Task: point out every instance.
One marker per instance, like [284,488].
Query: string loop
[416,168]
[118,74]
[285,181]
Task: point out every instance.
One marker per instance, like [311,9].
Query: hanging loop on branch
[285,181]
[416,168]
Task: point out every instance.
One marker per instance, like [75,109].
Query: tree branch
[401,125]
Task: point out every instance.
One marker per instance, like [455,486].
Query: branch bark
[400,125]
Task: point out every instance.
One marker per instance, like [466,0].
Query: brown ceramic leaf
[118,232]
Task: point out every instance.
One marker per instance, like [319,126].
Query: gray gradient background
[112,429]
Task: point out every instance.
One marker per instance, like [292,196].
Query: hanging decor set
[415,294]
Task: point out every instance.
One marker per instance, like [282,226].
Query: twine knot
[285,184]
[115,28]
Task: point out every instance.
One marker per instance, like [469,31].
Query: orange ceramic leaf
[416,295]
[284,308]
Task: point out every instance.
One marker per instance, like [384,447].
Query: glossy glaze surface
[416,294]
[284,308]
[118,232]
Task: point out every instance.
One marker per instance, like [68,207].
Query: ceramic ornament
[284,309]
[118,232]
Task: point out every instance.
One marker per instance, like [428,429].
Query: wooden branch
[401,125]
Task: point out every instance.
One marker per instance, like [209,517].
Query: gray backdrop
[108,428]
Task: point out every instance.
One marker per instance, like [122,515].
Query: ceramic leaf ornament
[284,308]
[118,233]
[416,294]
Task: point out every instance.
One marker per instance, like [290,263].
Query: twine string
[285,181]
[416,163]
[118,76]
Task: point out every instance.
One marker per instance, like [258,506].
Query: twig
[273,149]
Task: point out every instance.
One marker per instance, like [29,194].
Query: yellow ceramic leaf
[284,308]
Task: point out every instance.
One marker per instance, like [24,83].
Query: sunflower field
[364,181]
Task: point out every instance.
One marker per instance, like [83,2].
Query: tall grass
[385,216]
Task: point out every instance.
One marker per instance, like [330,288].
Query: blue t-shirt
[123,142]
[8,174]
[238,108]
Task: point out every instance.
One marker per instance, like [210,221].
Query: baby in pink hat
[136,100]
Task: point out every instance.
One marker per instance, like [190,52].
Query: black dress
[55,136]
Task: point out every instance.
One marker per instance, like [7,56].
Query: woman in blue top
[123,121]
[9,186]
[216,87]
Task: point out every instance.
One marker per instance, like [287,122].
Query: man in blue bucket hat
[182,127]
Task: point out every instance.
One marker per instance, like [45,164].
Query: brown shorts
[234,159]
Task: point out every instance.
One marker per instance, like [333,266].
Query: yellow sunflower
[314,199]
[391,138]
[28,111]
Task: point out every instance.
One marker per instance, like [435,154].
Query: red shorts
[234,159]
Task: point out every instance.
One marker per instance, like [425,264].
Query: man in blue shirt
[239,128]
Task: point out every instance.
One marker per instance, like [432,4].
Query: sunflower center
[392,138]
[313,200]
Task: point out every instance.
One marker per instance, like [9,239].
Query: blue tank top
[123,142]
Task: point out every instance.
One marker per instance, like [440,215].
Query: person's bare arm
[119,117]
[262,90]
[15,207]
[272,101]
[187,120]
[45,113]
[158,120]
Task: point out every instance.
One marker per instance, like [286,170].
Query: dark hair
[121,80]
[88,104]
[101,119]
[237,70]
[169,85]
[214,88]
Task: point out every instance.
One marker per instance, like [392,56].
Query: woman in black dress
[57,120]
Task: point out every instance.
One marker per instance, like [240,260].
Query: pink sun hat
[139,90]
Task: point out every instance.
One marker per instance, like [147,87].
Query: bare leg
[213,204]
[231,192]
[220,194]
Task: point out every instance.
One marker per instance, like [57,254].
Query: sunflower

Task :: Restate each entry exactly, skipping none.

Written response ::
Task: point out every instance.
One marker per instance, like [284,488].
Query: string loop
[416,168]
[118,74]
[285,181]
Task: point out every instance.
One marker per instance, like [311,9].
Query: hanging loop on branch
[285,181]
[416,168]
Task: point out every instance.
One marker per instance, like [75,109].
Query: tree branch
[401,125]
Task: point out every instance.
One marker per instance, like [455,486].
Query: branch bark
[400,125]
Task: point out every instance.
One marker per instance, like [466,0].
Query: brown ceramic leaf
[118,232]
Task: point out every instance.
One marker per instance, like [319,126].
Query: gray gradient background
[112,429]
Task: point out every instance.
One marker per instance, like [292,196].
Query: hanging decor set
[415,294]
Task: point out every instance.
One marker per instance, like [282,226].
Query: twine knot
[285,184]
[115,28]
Task: point out every instance.
One marker per instance, like [469,31].
Query: orange ceramic leaf
[416,295]
[284,308]
Task: point out every instance.
One marker per instance, like [384,447].
Query: glossy glaze surface
[416,294]
[284,308]
[118,232]
Task: point out every instance.
One marker per instance, like [68,207].
Query: ceramic ornament
[284,309]
[118,232]
Task: point out every instance.
One marker per instance, like [428,429].
Query: wooden branch
[401,125]
Task: point out every instance.
One marker per instance, like [209,517].
Query: gray backdrop
[108,428]
Task: point out every instance.
One marker per instance, like [122,515].
Query: ceramic leaf ornament
[284,308]
[118,233]
[416,294]
Task: point out every instance.
One marker per instance, like [290,263].
Query: twine string
[285,181]
[416,163]
[118,76]
Task: point out every instance.
One marker per instance, like [258,506].
Query: twig
[273,149]
Task: point out every instance.
One marker per instance, like [29,194].
Query: yellow ceramic leaf
[284,308]
Task: point out every instance.
One marker per instance, like [24,83].
Query: sunflower field
[364,181]
Task: point out every instance.
One marker per instance, like [83,2].
Query: tall grass
[385,216]
Task: point out every instance.
One marker per instance, like [330,288].
Query: blue t-shirt
[123,142]
[8,174]
[238,108]
Task: point out every instance.
One marker per instance, like [210,221].
Query: baby in pink hat
[136,100]
Task: point out every instance.
One marker per instance, like [190,52].
Query: black dress
[55,136]
Task: point out every instance.
One marker per instance, like [7,56].
Query: woman in blue top
[123,121]
[9,186]
[216,87]
Task: point out every instance.
One marker per instance, like [287,122].
Query: man in blue bucket hat
[182,127]
Task: point out every instance.
One marker per instance, like [45,164].
Query: brown shorts
[234,159]
Task: point out every instance.
One marker per instance, like [333,266].
Query: yellow sunflower
[314,199]
[391,138]
[28,111]
Task: point out every instance.
One marker per instance, like [435,154].
Query: red shorts
[234,159]
Task: point out every instance.
One marker per instance, like [425,264].
Query: man in blue shirt
[239,128]
Task: point out every instance.
One marker per instance, like [432,4].
Query: sunflower center
[392,138]
[313,200]
Task: point out every instance.
One marker per instance, like [9,239].
Query: blue tank top
[123,142]
Task: point out every instance.
One marker per instance, like [440,215].
Query: person's bare arm
[119,117]
[262,90]
[15,207]
[272,101]
[187,120]
[45,113]
[158,120]
Task: point out every instance.
One marker per instance, like [286,170].
Query: dark hair
[121,80]
[88,104]
[101,119]
[237,70]
[169,85]
[214,88]
Task: point out every instance.
One marker per instance, like [392,56].
Query: woman in black dress
[57,120]
Task: point out every instance.
One marker per instance, like [240,260].
Query: pink sun hat
[139,90]
Task: point out every instance.
One marker per instance, like [147,87].
Query: bare leg
[213,204]
[231,192]
[220,194]
Task: point out every instance.
One marker per instance, like [57,254].
Query: sunflower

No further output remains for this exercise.